Location labeling records
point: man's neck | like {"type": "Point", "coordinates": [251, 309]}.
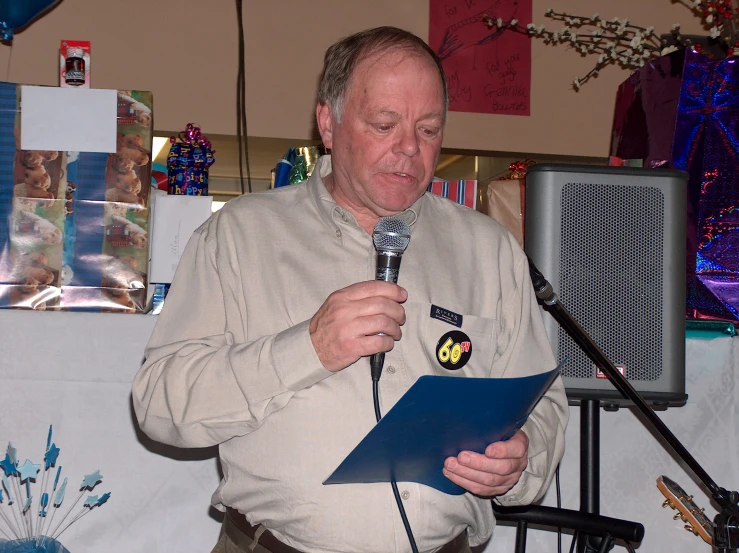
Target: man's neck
{"type": "Point", "coordinates": [365, 217]}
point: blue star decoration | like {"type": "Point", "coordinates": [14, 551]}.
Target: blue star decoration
{"type": "Point", "coordinates": [11, 453]}
{"type": "Point", "coordinates": [59, 497]}
{"type": "Point", "coordinates": [50, 456]}
{"type": "Point", "coordinates": [91, 480]}
{"type": "Point", "coordinates": [28, 470]}
{"type": "Point", "coordinates": [8, 466]}
{"type": "Point", "coordinates": [6, 485]}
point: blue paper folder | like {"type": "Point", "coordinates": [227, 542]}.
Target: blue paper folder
{"type": "Point", "coordinates": [438, 417]}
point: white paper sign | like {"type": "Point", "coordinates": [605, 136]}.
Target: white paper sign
{"type": "Point", "coordinates": [68, 119]}
{"type": "Point", "coordinates": [175, 219]}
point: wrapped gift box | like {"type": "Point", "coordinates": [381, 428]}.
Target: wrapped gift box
{"type": "Point", "coordinates": [74, 225]}
{"type": "Point", "coordinates": [682, 111]}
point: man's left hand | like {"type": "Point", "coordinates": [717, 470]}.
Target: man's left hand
{"type": "Point", "coordinates": [492, 473]}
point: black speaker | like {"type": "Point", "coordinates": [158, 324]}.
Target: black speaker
{"type": "Point", "coordinates": [611, 241]}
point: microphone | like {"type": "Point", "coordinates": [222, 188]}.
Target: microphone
{"type": "Point", "coordinates": [391, 237]}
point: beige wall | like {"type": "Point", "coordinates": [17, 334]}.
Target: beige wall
{"type": "Point", "coordinates": [186, 53]}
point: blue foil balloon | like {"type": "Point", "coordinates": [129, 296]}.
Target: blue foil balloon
{"type": "Point", "coordinates": [16, 14]}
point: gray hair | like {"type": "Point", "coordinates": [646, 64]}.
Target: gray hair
{"type": "Point", "coordinates": [343, 57]}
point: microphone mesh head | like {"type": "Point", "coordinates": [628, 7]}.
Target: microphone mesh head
{"type": "Point", "coordinates": [391, 234]}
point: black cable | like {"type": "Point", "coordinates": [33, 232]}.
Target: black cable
{"type": "Point", "coordinates": [396, 493]}
{"type": "Point", "coordinates": [241, 131]}
{"type": "Point", "coordinates": [559, 506]}
{"type": "Point", "coordinates": [574, 541]}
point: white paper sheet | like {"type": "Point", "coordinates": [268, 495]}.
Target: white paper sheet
{"type": "Point", "coordinates": [175, 219]}
{"type": "Point", "coordinates": [68, 119]}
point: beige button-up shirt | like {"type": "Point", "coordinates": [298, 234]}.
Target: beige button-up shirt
{"type": "Point", "coordinates": [231, 362]}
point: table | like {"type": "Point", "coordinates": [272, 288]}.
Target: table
{"type": "Point", "coordinates": [74, 370]}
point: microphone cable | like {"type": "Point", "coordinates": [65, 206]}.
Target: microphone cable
{"type": "Point", "coordinates": [396, 493]}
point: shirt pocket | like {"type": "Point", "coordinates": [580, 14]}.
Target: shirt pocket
{"type": "Point", "coordinates": [436, 335]}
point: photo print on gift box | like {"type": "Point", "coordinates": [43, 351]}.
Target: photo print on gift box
{"type": "Point", "coordinates": [36, 230]}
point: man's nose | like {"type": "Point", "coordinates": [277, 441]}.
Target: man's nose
{"type": "Point", "coordinates": [408, 142]}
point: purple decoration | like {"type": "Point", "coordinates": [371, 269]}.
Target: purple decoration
{"type": "Point", "coordinates": [682, 111]}
{"type": "Point", "coordinates": [188, 163]}
{"type": "Point", "coordinates": [8, 466]}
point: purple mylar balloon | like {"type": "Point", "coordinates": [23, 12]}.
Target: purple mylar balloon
{"type": "Point", "coordinates": [16, 14]}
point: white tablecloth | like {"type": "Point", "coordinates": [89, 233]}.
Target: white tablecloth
{"type": "Point", "coordinates": [73, 370]}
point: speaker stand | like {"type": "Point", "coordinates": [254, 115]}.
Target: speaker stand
{"type": "Point", "coordinates": [726, 527]}
{"type": "Point", "coordinates": [589, 463]}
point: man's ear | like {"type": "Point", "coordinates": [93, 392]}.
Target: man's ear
{"type": "Point", "coordinates": [325, 121]}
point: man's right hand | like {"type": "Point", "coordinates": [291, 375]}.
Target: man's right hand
{"type": "Point", "coordinates": [349, 323]}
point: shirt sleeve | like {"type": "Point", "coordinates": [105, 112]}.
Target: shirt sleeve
{"type": "Point", "coordinates": [523, 350]}
{"type": "Point", "coordinates": [201, 385]}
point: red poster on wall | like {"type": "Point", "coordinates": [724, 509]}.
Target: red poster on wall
{"type": "Point", "coordinates": [488, 69]}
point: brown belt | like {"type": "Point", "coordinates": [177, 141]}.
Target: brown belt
{"type": "Point", "coordinates": [242, 534]}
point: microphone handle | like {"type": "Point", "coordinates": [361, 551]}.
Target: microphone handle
{"type": "Point", "coordinates": [388, 268]}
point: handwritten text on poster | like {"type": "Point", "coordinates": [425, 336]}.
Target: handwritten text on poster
{"type": "Point", "coordinates": [488, 69]}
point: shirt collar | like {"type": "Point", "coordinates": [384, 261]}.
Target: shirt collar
{"type": "Point", "coordinates": [327, 206]}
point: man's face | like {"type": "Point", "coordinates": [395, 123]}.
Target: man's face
{"type": "Point", "coordinates": [386, 146]}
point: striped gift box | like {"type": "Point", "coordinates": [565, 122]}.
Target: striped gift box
{"type": "Point", "coordinates": [464, 192]}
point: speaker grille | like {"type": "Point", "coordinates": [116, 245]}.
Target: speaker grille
{"type": "Point", "coordinates": [610, 275]}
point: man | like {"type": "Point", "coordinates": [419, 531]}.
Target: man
{"type": "Point", "coordinates": [263, 344]}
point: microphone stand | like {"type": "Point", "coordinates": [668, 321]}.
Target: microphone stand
{"type": "Point", "coordinates": [726, 522]}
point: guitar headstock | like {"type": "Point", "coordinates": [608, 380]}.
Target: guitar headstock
{"type": "Point", "coordinates": [695, 519]}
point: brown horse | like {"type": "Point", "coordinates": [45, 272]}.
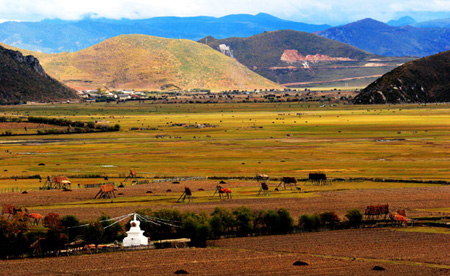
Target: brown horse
{"type": "Point", "coordinates": [223, 192]}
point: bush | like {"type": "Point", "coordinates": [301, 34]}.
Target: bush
{"type": "Point", "coordinates": [330, 219]}
{"type": "Point", "coordinates": [161, 231]}
{"type": "Point", "coordinates": [286, 221]}
{"type": "Point", "coordinates": [272, 221]}
{"type": "Point", "coordinates": [71, 221]}
{"type": "Point", "coordinates": [196, 227]}
{"type": "Point", "coordinates": [354, 218]}
{"type": "Point", "coordinates": [94, 233]}
{"type": "Point", "coordinates": [309, 222]}
{"type": "Point", "coordinates": [111, 232]}
{"type": "Point", "coordinates": [244, 220]}
{"type": "Point", "coordinates": [221, 222]}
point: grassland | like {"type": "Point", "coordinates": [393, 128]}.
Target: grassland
{"type": "Point", "coordinates": [397, 142]}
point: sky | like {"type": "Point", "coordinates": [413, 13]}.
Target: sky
{"type": "Point", "coordinates": [333, 12]}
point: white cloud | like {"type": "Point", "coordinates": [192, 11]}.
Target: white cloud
{"type": "Point", "coordinates": [321, 11]}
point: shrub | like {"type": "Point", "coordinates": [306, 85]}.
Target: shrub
{"type": "Point", "coordinates": [272, 221]}
{"type": "Point", "coordinates": [330, 219]}
{"type": "Point", "coordinates": [71, 221]}
{"type": "Point", "coordinates": [161, 231]}
{"type": "Point", "coordinates": [221, 222]}
{"type": "Point", "coordinates": [111, 231]}
{"type": "Point", "coordinates": [309, 222]}
{"type": "Point", "coordinates": [354, 218]}
{"type": "Point", "coordinates": [196, 227]}
{"type": "Point", "coordinates": [94, 233]}
{"type": "Point", "coordinates": [286, 221]}
{"type": "Point", "coordinates": [244, 220]}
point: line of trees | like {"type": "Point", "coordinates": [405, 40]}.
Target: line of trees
{"type": "Point", "coordinates": [19, 239]}
{"type": "Point", "coordinates": [72, 126]}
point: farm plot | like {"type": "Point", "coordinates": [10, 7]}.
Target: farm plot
{"type": "Point", "coordinates": [278, 139]}
{"type": "Point", "coordinates": [416, 199]}
{"type": "Point", "coordinates": [274, 255]}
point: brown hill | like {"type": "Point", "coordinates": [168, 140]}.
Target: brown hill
{"type": "Point", "coordinates": [22, 79]}
{"type": "Point", "coordinates": [420, 81]}
{"type": "Point", "coordinates": [151, 63]}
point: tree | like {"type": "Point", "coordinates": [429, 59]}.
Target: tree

Problem description :: Take the line that contains "point: grassland |" and each line after it down to the last of the records, and retype them exactly; add nothing else.

Output below ::
point: grassland | like {"type": "Point", "coordinates": [393, 128]}.
Target: grassland
{"type": "Point", "coordinates": [397, 142]}
point: sky | like {"type": "Point", "coordinates": [413, 13]}.
Target: sky
{"type": "Point", "coordinates": [333, 12]}
point: white cloud | like {"type": "Point", "coordinates": [192, 11]}.
Target: white cloud
{"type": "Point", "coordinates": [321, 11]}
point: shrub | like {"type": "Point", "coordinates": [306, 85]}.
Target: shrub
{"type": "Point", "coordinates": [272, 221]}
{"type": "Point", "coordinates": [330, 219]}
{"type": "Point", "coordinates": [71, 221]}
{"type": "Point", "coordinates": [161, 231]}
{"type": "Point", "coordinates": [221, 222]}
{"type": "Point", "coordinates": [111, 231]}
{"type": "Point", "coordinates": [309, 222]}
{"type": "Point", "coordinates": [354, 218]}
{"type": "Point", "coordinates": [196, 227]}
{"type": "Point", "coordinates": [94, 233]}
{"type": "Point", "coordinates": [286, 221]}
{"type": "Point", "coordinates": [244, 220]}
point: line of trees | like {"type": "Point", "coordinates": [405, 40]}.
Target: line of trees
{"type": "Point", "coordinates": [19, 239]}
{"type": "Point", "coordinates": [72, 126]}
point: farm plot | like {"type": "Point", "coordinates": [10, 7]}.
Target: farm plot
{"type": "Point", "coordinates": [278, 139]}
{"type": "Point", "coordinates": [416, 199]}
{"type": "Point", "coordinates": [274, 255]}
point: brown hill | like {"type": "Point", "coordinates": [168, 140]}.
Target: brown hill
{"type": "Point", "coordinates": [22, 79]}
{"type": "Point", "coordinates": [420, 81]}
{"type": "Point", "coordinates": [151, 63]}
point: tree | like {"type": "Point", "coordinates": [429, 59]}.
Target: tree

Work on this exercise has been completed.